┌─ Material to process

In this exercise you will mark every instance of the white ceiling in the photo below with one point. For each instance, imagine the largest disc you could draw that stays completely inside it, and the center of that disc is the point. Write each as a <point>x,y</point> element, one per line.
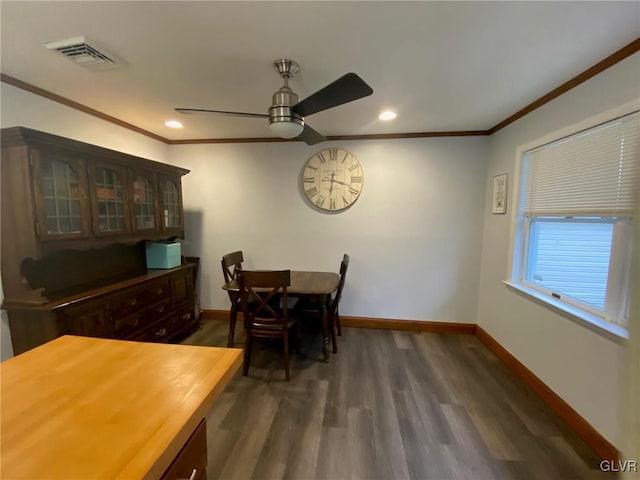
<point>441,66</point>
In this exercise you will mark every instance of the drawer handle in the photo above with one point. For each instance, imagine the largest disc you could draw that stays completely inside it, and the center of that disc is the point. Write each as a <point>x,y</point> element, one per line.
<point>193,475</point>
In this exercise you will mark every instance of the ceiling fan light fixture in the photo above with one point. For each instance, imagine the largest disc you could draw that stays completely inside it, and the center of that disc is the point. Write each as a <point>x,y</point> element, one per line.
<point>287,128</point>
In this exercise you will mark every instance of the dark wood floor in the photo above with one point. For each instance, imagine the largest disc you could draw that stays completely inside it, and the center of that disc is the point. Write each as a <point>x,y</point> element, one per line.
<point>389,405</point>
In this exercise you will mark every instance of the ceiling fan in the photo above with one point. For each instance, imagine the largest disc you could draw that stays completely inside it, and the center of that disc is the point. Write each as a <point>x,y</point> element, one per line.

└─
┌─ Material to process

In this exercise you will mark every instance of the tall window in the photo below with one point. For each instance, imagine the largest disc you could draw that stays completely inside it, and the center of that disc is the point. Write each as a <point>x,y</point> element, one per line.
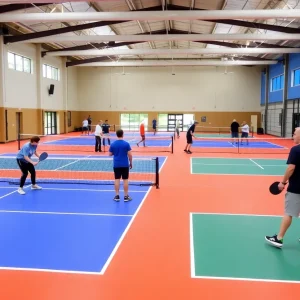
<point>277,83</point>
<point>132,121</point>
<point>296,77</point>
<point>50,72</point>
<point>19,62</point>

└─

- Task statement: Copy out the lines above exactly, beginning at the one that contains "In this exercise you will mark every instance of the dark" and ending at the one that contains "ceiling fan in".

- Solution to this problem:
In this exercise you will mark every instance of the dark wood floor in the photo above with one point. For each instance, imagine the largest disc you could draw that stays completely inside it, and the center of that disc is the point. Write each as a <point>x,y</point> element, one per line.
<point>389,405</point>
In this exercise you will mark every instance of the ceiling fan in the photo above with one point. For each instance, imagine the largest disc you could draw that stays completely inside it, and the center of that disc is the point. Write each as a <point>x,y</point> element, one per line.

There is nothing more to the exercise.